## Given problem
Output, word for word, the lines below starting with the one that contains "Target: blurred green background" and continuing through the last line, including both ends.

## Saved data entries

§

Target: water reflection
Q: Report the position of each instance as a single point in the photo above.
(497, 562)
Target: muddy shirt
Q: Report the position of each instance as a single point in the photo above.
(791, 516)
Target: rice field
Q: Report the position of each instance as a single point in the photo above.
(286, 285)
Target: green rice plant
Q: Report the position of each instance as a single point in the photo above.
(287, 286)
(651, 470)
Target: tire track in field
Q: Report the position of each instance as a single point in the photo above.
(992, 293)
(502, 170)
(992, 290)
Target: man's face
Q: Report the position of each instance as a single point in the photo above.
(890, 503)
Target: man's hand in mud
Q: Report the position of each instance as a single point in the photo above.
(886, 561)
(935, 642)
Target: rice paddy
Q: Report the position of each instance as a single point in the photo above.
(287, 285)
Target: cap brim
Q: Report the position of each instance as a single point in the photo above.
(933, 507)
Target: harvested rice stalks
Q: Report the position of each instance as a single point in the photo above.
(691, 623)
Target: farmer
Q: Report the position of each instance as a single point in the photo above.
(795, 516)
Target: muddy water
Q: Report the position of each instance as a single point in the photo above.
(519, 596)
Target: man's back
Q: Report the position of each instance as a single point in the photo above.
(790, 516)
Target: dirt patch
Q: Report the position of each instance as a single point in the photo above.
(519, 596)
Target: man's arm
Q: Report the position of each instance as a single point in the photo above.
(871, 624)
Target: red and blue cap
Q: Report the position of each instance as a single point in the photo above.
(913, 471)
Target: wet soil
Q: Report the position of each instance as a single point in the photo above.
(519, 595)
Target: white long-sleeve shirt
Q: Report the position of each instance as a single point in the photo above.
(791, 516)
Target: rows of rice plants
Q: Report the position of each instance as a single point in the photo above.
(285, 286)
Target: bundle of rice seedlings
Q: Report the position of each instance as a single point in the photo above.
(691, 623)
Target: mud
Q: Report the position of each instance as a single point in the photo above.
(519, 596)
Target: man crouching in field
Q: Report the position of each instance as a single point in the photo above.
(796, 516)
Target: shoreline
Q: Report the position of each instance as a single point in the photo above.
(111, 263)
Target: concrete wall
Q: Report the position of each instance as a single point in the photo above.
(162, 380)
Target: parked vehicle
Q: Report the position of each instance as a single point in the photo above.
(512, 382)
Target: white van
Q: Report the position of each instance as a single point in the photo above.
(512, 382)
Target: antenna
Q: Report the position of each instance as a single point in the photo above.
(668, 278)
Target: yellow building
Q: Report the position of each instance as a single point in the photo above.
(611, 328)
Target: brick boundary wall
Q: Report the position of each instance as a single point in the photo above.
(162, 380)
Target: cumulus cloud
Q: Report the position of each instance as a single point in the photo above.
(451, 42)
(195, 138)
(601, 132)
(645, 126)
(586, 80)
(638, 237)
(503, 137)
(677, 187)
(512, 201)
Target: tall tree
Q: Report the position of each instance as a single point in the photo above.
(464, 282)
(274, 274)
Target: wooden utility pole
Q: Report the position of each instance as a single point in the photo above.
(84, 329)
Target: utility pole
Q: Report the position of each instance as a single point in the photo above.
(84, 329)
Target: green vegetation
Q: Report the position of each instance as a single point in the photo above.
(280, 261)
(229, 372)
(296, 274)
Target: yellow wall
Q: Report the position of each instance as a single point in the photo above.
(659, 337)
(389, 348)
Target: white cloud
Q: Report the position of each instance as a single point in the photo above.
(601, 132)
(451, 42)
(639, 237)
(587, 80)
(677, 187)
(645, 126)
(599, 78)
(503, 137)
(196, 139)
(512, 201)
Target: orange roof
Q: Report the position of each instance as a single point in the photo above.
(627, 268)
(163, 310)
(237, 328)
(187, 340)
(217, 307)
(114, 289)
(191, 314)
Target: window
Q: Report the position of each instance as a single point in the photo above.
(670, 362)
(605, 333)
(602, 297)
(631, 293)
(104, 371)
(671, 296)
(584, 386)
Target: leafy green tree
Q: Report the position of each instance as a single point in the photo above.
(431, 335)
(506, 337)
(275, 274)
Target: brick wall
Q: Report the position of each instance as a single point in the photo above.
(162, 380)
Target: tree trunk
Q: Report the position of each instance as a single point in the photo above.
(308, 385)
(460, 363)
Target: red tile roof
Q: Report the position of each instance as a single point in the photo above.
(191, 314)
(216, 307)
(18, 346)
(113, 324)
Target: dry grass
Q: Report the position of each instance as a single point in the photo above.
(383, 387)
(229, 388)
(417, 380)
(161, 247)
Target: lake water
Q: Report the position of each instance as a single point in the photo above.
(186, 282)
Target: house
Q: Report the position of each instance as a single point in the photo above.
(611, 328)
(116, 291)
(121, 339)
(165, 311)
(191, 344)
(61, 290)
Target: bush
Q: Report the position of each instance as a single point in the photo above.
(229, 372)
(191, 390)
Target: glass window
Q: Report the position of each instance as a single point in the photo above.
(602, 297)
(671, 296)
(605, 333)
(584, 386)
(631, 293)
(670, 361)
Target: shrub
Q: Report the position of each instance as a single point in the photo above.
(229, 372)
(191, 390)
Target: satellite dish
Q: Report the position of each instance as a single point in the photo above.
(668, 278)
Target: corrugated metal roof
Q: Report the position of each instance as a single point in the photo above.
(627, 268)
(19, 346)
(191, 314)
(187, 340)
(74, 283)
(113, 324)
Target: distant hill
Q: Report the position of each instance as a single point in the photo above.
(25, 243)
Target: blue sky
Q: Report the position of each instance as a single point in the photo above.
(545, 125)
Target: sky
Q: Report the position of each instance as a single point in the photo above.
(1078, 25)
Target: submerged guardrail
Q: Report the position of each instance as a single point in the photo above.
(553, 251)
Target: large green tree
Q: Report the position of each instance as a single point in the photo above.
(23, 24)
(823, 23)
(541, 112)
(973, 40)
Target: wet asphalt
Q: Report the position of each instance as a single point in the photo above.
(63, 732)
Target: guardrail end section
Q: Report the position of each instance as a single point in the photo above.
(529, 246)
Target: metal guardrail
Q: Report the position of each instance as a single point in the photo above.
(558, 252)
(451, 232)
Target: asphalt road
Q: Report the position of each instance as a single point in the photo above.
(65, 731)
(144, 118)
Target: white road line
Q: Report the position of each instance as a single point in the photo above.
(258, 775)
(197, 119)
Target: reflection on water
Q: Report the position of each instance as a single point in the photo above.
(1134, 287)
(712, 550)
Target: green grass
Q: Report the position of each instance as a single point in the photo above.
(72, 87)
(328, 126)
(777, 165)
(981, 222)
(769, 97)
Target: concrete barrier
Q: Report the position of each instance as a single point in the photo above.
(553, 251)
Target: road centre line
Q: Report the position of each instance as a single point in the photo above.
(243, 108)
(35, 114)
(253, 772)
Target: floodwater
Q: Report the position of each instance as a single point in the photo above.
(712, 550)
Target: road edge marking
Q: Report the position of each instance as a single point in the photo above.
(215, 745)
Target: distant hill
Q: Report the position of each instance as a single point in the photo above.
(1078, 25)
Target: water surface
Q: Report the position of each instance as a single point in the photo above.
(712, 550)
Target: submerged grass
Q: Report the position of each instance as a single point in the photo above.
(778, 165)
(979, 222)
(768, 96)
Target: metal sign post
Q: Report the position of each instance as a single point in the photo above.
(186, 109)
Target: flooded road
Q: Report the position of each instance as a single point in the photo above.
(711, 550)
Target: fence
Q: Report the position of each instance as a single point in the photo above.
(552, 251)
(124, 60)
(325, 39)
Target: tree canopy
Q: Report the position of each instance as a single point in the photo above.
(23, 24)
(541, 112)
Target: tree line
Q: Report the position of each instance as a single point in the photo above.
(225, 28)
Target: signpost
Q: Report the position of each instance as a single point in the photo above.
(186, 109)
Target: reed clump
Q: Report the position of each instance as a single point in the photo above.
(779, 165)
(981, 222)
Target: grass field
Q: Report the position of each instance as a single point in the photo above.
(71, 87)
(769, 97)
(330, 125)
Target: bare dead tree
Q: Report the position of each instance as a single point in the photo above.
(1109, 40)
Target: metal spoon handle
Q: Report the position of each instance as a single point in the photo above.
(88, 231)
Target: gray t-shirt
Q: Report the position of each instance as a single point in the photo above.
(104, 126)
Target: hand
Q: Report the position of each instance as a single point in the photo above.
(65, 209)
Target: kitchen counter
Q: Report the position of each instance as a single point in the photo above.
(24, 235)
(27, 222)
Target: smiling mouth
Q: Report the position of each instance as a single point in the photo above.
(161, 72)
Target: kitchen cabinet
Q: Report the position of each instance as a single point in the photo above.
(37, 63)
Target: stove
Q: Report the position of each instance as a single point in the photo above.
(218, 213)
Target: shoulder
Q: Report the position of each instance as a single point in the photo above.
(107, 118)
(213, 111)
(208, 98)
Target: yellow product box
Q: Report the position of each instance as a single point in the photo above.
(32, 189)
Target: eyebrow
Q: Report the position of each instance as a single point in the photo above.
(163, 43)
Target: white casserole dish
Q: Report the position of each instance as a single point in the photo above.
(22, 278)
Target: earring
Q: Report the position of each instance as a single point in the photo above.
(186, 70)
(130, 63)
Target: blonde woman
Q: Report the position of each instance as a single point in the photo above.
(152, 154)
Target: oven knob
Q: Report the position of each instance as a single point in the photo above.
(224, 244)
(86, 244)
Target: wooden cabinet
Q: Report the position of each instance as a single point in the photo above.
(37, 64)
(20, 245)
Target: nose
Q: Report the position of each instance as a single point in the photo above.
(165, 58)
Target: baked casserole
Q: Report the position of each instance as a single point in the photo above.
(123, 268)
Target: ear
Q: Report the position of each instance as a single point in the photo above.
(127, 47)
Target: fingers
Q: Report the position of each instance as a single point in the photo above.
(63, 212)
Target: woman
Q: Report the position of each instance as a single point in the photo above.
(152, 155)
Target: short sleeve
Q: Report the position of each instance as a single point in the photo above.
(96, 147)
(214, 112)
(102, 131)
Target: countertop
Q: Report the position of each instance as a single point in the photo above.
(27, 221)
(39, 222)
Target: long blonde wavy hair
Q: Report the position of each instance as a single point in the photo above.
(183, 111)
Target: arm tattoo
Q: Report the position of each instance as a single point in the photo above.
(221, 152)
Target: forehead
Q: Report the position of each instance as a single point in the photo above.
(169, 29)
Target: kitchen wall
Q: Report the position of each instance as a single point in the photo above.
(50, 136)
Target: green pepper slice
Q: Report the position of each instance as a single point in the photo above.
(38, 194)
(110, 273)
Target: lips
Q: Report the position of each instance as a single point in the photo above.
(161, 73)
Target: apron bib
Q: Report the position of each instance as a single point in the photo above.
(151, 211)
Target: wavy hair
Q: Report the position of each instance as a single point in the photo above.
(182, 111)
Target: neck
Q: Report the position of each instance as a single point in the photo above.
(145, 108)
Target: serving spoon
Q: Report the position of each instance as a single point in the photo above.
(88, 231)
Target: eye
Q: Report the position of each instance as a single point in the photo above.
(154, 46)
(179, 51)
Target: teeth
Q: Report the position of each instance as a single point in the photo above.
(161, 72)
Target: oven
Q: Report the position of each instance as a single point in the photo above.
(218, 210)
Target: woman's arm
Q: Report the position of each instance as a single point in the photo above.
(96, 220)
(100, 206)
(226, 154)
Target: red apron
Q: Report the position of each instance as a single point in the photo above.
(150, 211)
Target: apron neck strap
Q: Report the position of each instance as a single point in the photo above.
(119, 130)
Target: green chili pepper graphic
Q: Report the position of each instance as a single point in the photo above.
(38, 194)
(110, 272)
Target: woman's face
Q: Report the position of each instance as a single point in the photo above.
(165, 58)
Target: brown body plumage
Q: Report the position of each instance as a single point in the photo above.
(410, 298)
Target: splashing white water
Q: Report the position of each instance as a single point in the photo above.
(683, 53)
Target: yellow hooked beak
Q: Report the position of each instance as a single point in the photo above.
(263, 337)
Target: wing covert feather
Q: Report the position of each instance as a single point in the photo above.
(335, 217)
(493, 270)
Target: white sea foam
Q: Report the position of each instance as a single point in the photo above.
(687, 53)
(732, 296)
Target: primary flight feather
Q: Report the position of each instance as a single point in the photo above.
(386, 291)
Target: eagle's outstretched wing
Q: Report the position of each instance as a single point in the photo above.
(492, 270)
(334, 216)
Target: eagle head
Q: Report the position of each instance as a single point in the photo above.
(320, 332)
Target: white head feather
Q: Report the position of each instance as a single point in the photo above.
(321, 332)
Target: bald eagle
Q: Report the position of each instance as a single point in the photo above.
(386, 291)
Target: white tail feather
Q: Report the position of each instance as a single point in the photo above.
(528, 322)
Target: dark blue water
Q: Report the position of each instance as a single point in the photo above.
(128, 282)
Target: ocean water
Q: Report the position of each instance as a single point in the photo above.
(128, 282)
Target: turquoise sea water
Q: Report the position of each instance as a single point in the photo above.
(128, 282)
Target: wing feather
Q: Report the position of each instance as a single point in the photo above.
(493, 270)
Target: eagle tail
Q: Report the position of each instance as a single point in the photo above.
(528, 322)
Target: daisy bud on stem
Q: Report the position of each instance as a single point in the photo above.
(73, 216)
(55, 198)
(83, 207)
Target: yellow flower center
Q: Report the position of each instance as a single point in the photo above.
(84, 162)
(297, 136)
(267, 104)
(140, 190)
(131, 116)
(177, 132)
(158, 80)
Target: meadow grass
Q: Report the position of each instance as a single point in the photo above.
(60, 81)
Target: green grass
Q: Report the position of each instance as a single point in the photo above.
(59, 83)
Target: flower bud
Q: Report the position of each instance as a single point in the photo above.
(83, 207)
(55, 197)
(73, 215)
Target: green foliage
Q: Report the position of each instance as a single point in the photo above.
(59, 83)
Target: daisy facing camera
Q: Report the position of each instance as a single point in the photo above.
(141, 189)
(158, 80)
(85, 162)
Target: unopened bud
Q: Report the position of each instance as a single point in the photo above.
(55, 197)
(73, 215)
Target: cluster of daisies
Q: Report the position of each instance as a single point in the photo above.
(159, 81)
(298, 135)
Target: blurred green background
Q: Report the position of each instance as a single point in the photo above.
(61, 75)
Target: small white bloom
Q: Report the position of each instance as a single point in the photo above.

§

## In response
Target: blurred green background
Q: Report the position of each instance as a single point in the photo above.
(61, 75)
Target: small white bloom
Q: Report the position of each instance as a single point in the photo above.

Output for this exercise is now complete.